PASSAGE SHOWN:
BEGIN
The variation of the total number of susceptible and infected individuals travelling on a bus through the course of the journey from Tambaram to Broadway for a single simulated trip is shown in Fig. 2. Since the model utilizes a stochastic approach for simulating the journey, the variation in the total number of susceptible and primary infected individuals is observed to be random in nature, representing real-time scenarios.
Fig. 2.
The variation in the number of initial infected individuals and the number of susceptible populations travelling in the 21G bus from the start to end (Tambaram to Broadway) for a single trip of 106 min, simulated using the developed model
The reproductive number (R0) was estimated taking into consideration the duration of the travel, current time at each bus stop, total infected, the total number of passengers on board, and volume of the breathing space inside the bus. The changes in the estimated R0 in the bus are shown in Fig. 3 as a function of time for a typical trip starting from Tambaram at 04.40 pm and ending at Broadway at 06:26 pm. We considered this particular trip for the estimation of secondary infections as it represents the peak traffic involving several sectors of the population, including college students. It is seen that the R0 increases progressively over the duration of the trip for a single index case and is higher at the bus-stops after the entry of the additional primary cases. At the end of the journey, due to the higher exposure time and accumulation of primary infected individuals over the course of the journey, the R0 reaches a value of 1.0405.
Fig. 3.
The variation in the estimated reproductive number (R0) in the bus, shown as a function of time, during 21G single trip from Tambaram at 04.40 pm and ending at Broadway at 06:26 pm
Figure 4 depicts the total number of secondary infections for each trip from Tambaram to Broadway for a total of 25 trips in a day. It is seen that the number of secondary infections varies from 5 to 9 for each trip, and hence a single bus-route in a metropolitan city can cause a significant number of secondary infections even for the 50% occupancy advocated by the public health experts to maintain social distance.
Fig. 4.
The total number of estimated secondary infections in each simulated 21G bus trip from the start to end (Tambaram to Broadway) for 25 trips in a day. Each bar indicates the number of secondary infections in each trip
In addition, the simulated secondary infections for a total of 25 trips in a single day 21G bus travel for each bus stop is shown in Fig. 5. Results demonstrated that the total number of secondary infections generated at each bus-stop varies randomly. It is observed that the highest number of simulated secondary infections was observed at the destination terminus (Broadway) due to the prolonged exposures of the susceptible passengers with multiple primary cases entering at various bus stops. The study also picked up the potential locations (bus stops) for the higher number of secondary infections that can be attributed to the number of passengers at these bus stops due to the local population density and daily routine aggregation of the population for the purposes of the industrial or IT sector employment or education. Further, the day-wise total number of simulated secondary infections for 25 trips/day is presented for a period of 30 days in Fig. 6. It appears that a significant number of secondary infections are possible in a single-day bus journey in Chennai city when the exposure time is high, as seen in 21G bus route.
END
ASSIGNMENT: Write the next part of the passage about simulated infections on the 21G bus route, starting after its final sentence. The lines after this point are separate material with no connection to the passage about infections on the 21G bus.

SOURCE INFORMATION:
BEGIN
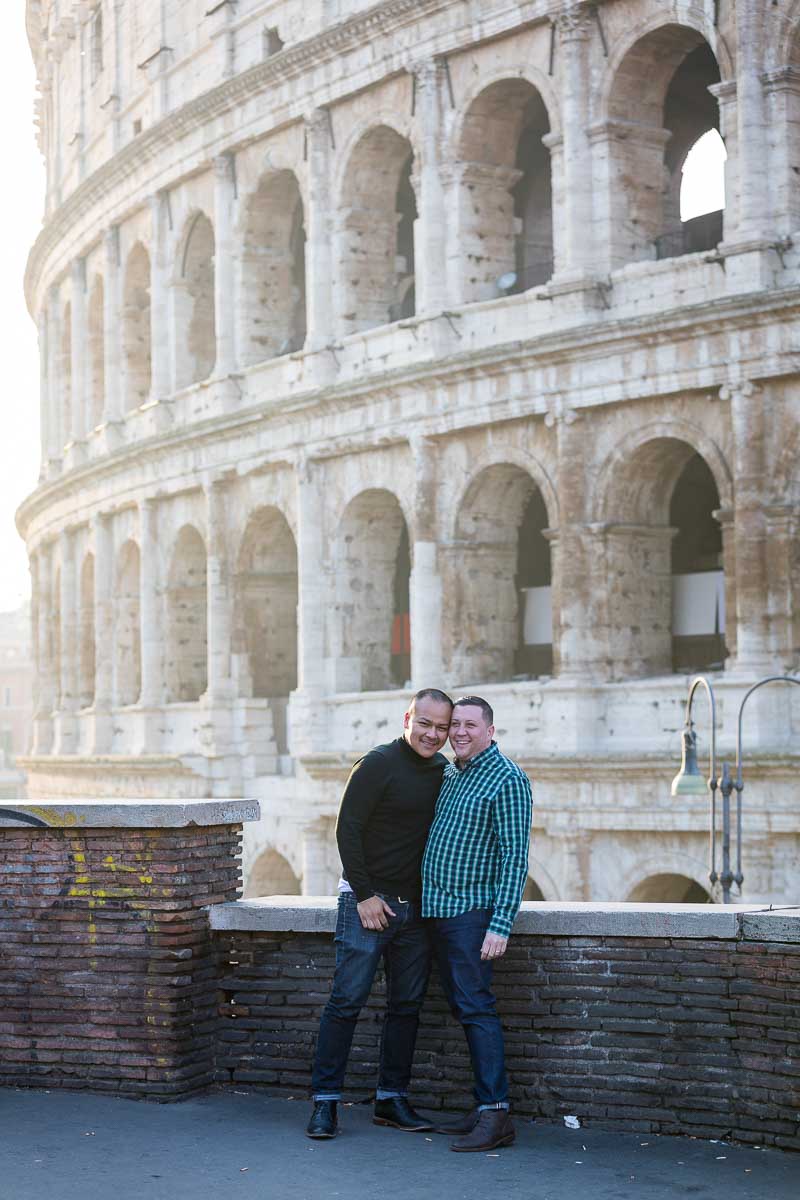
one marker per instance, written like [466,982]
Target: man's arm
[511,817]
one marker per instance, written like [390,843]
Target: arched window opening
[187,619]
[668,889]
[505,211]
[533,201]
[196,343]
[96,354]
[271,876]
[136,329]
[372,587]
[266,604]
[660,106]
[274,270]
[66,375]
[405,207]
[535,647]
[376,243]
[127,629]
[86,634]
[697,571]
[498,581]
[402,619]
[690,113]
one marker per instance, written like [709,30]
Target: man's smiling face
[426,725]
[469,731]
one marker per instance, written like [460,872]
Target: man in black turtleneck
[382,829]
END
ANSWER TO THIS EXERCISE:
Fig. 5.
The variations and the total secondary infections in a single day for 25 simulated trips at each bus-stop in the 21G route from start to end (Tambaram to Broadway). The colour in the bar indicates the number of simulated secondary infections in each trip from Tambaram to Broadway
Fig. 6.
The variations and the total number of estimated secondary infections for 25 simulated trips per day in 21 G bus travel. Each colour in the bar indicates the number of simulated secondary infections in each trip from the start to end (Tambaram to Broadway)
Discussion
In the present study, we analyzed the potential secondary infections during the travel in the city bus for one of the most popular and also the longest bus service routes that covers the major south-to-north stretch of the Chennai metro-city in India. The results revealed that for the simulation of 25 trips of a single day, even for the occupancy limited to 50% capacity in each trip (20 passengers and two crew members), the R0 reached 1.04 at the destination terminus for the random entries of a variable number of index cases. It was also observed that each trip generated 5–9 secondary SARS-CoV-2 infections for a 1-day simulation. Secondary COVID-19 infection predicted by the stochastic modelling approach for 750 trips of a single bus-route for a period of 1 month indicates that the epidemic can extend to an exponential phase in a short period of 2–4 weeks. This is evident even for the urban bus services, with 50% occupancy advocated to contain the epidemic.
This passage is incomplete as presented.